WHAT YOU WILL DO –
Copy out the news excerpt below about the county's marijuana ban vote, word for word and in full.

PAGE EXTRACT –
But it seems unlikely commissioners would go against voter wishes.

“The voters have said let the ban remain and we are representatives of the people,” Commissioner Mike Leita said.

Leita said commissioners won’t decide whether or not to start shutting down marijuana businesses in unincorporated areas until after final tallies are completed and the election is certified on Nov. 27. At that time, results from unincorporated areas will be separated from those in cities to give commissioners a clear picture of what voters want.

Last year, impacted businesses united under a marijuana growers association — Cannabis Producer Processor Trade Association.

Jamie Muffett, who owns Sticky Budz outside Zillah, blamed confusing ballot language and an off-election year when voter turnout is traditionally low as reasons for the outcome.

“Our next step is to continue doing what we’ve done the last three years, continue to do business, to operate our business,” he said. Muffett wouldn’t say what his plans would be if the county attempts to shut him down.

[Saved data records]
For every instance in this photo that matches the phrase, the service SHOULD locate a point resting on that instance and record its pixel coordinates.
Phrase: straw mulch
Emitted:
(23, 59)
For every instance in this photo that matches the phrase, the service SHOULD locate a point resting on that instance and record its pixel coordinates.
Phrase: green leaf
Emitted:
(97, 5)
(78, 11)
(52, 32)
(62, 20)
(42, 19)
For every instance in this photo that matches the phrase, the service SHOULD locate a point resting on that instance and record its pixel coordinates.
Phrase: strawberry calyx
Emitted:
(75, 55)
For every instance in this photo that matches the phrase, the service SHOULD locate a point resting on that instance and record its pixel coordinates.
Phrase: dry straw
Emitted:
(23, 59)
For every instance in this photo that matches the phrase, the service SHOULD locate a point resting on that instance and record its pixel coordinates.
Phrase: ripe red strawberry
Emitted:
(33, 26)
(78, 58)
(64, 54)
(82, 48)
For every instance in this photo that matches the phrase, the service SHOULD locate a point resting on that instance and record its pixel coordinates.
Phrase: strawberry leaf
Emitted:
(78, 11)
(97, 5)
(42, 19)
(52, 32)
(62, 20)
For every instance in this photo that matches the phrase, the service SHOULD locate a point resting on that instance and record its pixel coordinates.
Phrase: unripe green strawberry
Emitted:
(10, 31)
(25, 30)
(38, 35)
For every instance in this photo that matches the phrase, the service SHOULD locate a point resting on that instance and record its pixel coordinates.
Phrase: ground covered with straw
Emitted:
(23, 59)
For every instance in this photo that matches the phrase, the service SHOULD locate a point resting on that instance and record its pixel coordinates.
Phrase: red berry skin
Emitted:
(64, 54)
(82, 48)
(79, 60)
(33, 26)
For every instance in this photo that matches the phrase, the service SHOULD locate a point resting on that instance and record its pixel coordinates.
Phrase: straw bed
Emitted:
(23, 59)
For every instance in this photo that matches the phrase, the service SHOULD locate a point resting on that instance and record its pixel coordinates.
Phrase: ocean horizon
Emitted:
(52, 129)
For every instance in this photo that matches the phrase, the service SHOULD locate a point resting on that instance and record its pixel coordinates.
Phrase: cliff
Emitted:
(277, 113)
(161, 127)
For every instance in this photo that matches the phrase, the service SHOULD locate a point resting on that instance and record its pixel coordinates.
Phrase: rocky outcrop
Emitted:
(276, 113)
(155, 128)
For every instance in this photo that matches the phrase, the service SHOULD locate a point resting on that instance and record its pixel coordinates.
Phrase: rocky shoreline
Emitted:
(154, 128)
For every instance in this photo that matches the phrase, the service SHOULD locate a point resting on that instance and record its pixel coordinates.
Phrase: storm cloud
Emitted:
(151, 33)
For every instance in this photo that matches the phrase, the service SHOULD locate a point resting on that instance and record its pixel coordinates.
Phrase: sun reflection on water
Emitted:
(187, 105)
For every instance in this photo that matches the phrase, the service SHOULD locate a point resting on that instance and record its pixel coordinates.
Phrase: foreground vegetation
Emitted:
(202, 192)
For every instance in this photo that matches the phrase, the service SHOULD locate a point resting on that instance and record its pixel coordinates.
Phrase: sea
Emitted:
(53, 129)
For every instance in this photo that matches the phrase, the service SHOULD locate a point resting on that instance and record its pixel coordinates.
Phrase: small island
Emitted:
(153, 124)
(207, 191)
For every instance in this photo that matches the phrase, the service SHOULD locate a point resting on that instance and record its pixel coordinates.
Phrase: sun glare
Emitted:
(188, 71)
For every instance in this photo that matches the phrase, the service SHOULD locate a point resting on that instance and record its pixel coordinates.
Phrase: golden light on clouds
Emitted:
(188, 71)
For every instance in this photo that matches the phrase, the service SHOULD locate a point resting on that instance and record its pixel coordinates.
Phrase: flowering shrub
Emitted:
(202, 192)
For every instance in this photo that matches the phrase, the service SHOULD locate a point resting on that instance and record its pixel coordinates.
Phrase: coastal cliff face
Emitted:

RESPONSE BELOW –
But it seems unlikely commissioners would go against voter wishes.

“The voters have said let the ban remain and we are representatives of the people,” Commissioner Mike Leita said.

Leita said commissioners won’t decide whether or not to start shutting down marijuana businesses in unincorporated areas until after final tallies are completed and the election is certified on Nov. 27. At that time, results from unincorporated areas will be separated from those in cities to give commissioners a clear picture of what voters want.

Last year, impacted businesses united under a marijuana growers association — Cannabis Producer Processor Trade Association.

Jamie Muffett, who owns Sticky Budz outside Zillah, blamed confusing ballot language and an off-election year when voter turnout is traditionally low as reasons for the outcome.

“Our next step is to continue doing what we’ve done the last three years, continue to do business, to operate our business,” he said. Muffett wouldn’t say what his plans would be if the county attempts to shut him down.